:: ОТРЫВОК ИЗ ЗАМЕТОК ::

(Заметки по поводу выступления в тель-авивском писательском клубе Ирины
Маулер с чтением своих стихотворений и последующем обсуждением их)
Вот ситуация, которая сейчас занимает меня больше всего: как
проходило бы заседание, если бы в наш писательский клуб принесла бы для
обсуждения свои стихотворения какая-либо женщина, известная ценителям
художественной литературы? С женскими стихотворениями в массовом
сознании просто беда происходит. В памяти подавляющего большинства
критиков существуют две писавшие стихи на русском языке классические
дамы: Ахматова и Цветаева. Неважно, что первой из них порой не на что
было квартиру нанять, а другая сдуру вернулась в Россию и с горя
повесилась. Зато теперь с ними сравнивают остальных поэтесс.
Кроме того, некоторые из нас в состоянии вспомнить десяток женщин, писавших
стихотворения. Например, Сафо на греческом, Эмили Дикинсон на
английском или Рахель на иврите. Кто пообразованнее, вспомнит еще
десятка два женщин, сочинявших стихи на русском языке. Я
необразованный, я не вспомню. Разве что Мирру Лохвицкую или Ирину
Одоецеву, начинавших до революции в 1917 году, а после Ольгу Берггольц,
Маргариту Алигер, Римму Казакову, Ларису Васильеву, Беллу Ахмадулину,
Юнну Мориц. Ну, еще детские поэтессы: Агния Барто, например, или Елена
Благинина. Есть еще бардессы, которые свои стихи пели или поют теперь.
Например, Новелла Матвева. Но это, примерно, и все. Конечно если мы
вместе поднапряжемся все, то вспомним еще десяток женщин-поэтесс.
Например, Марину Кудимову, Ольгу Седакову, Елену Шварц или Инну Кабыш.
Проводя такую работу, попробуйте составлять параллельно два
списка: на каждой строчке первого вписывайте поэтессу, стихи которой вы
знаете из книг, не будучи знакомым с ней очно, а на каждой строчке
второго списка указывайте имена пишущих стихи женщин, которых вы знаете
лично. Я попытался проделать такую работу, и с ужасом обнаружил, что
второй список у меня получился гораздо длиннее первого. Это ничего не
говорит о поэзии, это свидетельствует обо мне. И я с ужасом думаю,
зачем Ирина Маулер перешла от гипотетической возможности попасть в
первый список к попаданию во второй? Это уже говорит кое-что не только
обо мне, но и о ней. Зачем она, уже подарившая своим знакомым свои
поэтические книжки, снова выносит на рассмотрение участников клуба свои
стихи? Неужели ей необходимы неискренние и стандартные похвалы? Если
да, то стыдно за поэта, от которого аудитория привыкла ожидать
упражнений в искусстве человековедения. Почему похвалы непременно
неискренние? Потому что качество поэтической работы проверяется первым
списком, а не вторым. Потому что Ирина не попала бы ни в какой список,
составляемый любым участником нашего клуба, если бы не пришла в клуб
сама.

:::

ЗАДАНИЕ 1 ->
Ответьте на вопросы по заметкам:
(a) Каких двух поэтесс, по словам автора, помнит подавляющее большинство критиков?
(b) На каком языке писала стихи Рахель?
(c) Какой из двух списков у автора получился гораздо длиннее?

:: ЗАПИСИ ДЛЯ ОБРАБОТКИ ::

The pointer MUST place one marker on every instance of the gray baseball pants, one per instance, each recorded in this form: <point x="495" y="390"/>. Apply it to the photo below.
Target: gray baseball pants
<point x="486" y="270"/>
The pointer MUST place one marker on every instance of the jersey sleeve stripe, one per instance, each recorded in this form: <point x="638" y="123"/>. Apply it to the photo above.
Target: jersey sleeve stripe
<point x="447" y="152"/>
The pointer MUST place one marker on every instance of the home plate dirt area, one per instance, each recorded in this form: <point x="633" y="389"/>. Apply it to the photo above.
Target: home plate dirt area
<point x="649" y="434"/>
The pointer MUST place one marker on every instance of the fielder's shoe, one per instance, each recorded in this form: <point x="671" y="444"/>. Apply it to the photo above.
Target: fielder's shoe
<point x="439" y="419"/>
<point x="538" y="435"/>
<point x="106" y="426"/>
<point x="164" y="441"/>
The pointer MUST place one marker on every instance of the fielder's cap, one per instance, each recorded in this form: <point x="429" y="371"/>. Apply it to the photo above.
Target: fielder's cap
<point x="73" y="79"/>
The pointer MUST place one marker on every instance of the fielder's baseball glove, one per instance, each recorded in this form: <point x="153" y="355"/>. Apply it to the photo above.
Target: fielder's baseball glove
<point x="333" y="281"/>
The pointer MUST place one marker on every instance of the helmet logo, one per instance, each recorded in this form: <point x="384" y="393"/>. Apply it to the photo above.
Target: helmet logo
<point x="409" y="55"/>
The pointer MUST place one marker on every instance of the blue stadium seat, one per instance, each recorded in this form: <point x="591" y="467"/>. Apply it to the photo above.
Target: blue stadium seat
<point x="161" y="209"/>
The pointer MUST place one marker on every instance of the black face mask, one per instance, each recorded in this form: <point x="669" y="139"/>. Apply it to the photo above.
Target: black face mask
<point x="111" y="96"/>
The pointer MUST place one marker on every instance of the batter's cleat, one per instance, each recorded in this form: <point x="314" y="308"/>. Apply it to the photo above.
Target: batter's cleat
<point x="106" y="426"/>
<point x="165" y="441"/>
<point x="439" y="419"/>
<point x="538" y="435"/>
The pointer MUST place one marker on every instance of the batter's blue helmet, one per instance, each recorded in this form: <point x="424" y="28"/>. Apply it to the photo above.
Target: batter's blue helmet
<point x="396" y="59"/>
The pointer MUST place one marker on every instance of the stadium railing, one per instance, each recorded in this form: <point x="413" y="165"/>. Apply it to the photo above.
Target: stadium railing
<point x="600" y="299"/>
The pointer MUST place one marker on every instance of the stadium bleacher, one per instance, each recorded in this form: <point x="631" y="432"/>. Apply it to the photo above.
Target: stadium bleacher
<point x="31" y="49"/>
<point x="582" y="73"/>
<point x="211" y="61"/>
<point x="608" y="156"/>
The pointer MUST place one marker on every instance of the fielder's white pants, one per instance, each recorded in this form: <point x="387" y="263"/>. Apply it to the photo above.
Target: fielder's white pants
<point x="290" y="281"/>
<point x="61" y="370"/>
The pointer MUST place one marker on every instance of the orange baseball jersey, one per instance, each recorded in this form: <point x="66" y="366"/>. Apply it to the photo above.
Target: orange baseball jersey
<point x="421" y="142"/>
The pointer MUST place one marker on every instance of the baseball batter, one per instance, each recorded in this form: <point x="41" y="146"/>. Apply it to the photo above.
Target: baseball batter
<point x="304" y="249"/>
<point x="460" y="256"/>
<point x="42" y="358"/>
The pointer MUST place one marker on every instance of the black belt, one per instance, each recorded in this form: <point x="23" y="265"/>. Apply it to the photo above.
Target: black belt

:::

ЗАДАНИЕ 2 -> Соберите из записей все строки, где встречается слово «seat». Регистр букв имеет значение.

РАЗБОР РЕШЕНИЯ 1 ->
(a) Ахматову и Цветаеву.
(b) На иврите.
(c) Второй: список пишущих стихи женщин, которых автор знает лично.

РАЗБОР РЕШЕНИЯ 2 ->
The pointer MUST place one marker on every instance of the blue stadium seat, one per instance, each recorded in this form: <point x="591" y="467"/>. Apply it to the photo above.
Target: blue stadium seat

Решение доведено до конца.